Data taken from a collection

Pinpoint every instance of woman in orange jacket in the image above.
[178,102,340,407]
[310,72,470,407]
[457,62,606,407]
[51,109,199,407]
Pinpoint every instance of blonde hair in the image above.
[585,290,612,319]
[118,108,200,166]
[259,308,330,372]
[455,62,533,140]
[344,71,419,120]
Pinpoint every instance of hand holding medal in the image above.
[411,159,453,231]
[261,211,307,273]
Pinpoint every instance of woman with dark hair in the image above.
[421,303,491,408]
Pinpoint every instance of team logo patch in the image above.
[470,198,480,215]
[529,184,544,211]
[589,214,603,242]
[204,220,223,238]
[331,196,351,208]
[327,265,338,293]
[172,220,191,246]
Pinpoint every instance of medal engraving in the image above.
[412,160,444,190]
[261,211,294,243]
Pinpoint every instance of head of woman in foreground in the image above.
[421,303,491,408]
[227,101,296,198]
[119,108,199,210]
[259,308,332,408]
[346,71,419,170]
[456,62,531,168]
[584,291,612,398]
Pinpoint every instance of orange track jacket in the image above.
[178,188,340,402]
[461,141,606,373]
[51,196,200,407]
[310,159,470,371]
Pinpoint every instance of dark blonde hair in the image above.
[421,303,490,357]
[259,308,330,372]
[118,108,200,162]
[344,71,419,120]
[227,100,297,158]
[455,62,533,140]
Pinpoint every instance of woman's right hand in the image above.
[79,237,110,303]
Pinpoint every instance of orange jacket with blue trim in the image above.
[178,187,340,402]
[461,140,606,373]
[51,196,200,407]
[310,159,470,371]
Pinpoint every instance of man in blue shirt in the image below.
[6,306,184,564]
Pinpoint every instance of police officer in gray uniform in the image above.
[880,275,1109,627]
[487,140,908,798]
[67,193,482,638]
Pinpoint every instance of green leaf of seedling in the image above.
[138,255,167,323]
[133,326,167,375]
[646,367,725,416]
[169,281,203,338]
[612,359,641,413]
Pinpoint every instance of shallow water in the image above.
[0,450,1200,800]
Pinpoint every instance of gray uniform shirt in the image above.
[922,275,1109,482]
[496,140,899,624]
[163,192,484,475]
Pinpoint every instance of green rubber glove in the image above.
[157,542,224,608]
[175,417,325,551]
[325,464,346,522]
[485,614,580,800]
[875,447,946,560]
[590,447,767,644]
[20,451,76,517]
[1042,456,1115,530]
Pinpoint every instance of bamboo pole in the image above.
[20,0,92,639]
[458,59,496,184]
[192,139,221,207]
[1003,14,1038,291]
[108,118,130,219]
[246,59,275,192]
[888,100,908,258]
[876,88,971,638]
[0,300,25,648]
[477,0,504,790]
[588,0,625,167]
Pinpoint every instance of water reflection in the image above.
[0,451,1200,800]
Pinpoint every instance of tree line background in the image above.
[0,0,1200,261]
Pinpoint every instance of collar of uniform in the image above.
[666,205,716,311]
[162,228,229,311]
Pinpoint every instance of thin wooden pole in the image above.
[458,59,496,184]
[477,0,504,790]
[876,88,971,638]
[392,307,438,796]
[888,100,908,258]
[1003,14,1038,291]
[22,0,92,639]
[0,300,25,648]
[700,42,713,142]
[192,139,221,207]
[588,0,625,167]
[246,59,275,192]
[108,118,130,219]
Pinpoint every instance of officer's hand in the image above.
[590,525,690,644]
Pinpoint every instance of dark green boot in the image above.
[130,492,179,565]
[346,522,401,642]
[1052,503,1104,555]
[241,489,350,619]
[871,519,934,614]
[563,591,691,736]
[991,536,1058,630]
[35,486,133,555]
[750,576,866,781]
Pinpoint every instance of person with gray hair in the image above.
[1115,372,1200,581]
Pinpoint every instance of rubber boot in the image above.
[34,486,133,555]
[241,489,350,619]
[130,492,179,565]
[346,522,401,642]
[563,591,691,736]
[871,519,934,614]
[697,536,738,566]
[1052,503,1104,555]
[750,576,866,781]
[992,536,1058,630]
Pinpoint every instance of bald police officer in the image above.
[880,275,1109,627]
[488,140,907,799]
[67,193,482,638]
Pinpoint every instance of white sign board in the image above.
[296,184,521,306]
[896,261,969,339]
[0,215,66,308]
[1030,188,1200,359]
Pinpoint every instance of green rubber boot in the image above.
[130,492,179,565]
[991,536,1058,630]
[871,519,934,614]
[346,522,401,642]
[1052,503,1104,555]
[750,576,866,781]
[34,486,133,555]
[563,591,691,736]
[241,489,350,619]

> [Your task]
Rewrite everything from the start of the records above down to the line containing "[261,211,294,243]", with both of those lines included. Leave the requests unchanged, and offset every coordinate in the answers by adding 27.

> [Task answer]
Pinpoint every instance of woman in orange jacket in the image above.
[205,129,367,434]
[337,99,497,434]
[484,89,633,434]
[78,136,226,434]
Pinpoint every instance of blonde hair in the image above.
[612,317,639,346]
[145,135,227,193]
[286,335,357,399]
[482,89,560,167]
[371,98,446,147]
Pinpoint every instance of hand holding medal in the image above.
[438,186,480,258]
[288,238,334,300]
Pinpoint every instance of woman with dark hair in the image above.
[448,330,518,435]
Pinpoint every instance of team logo patch in the image above.
[497,225,507,242]
[556,211,571,238]
[616,241,630,269]
[231,247,250,265]
[358,223,378,235]
[354,292,365,320]
[199,247,218,273]
Pinpoint every instance of medal engraving in the image above.
[439,187,471,217]
[288,238,321,270]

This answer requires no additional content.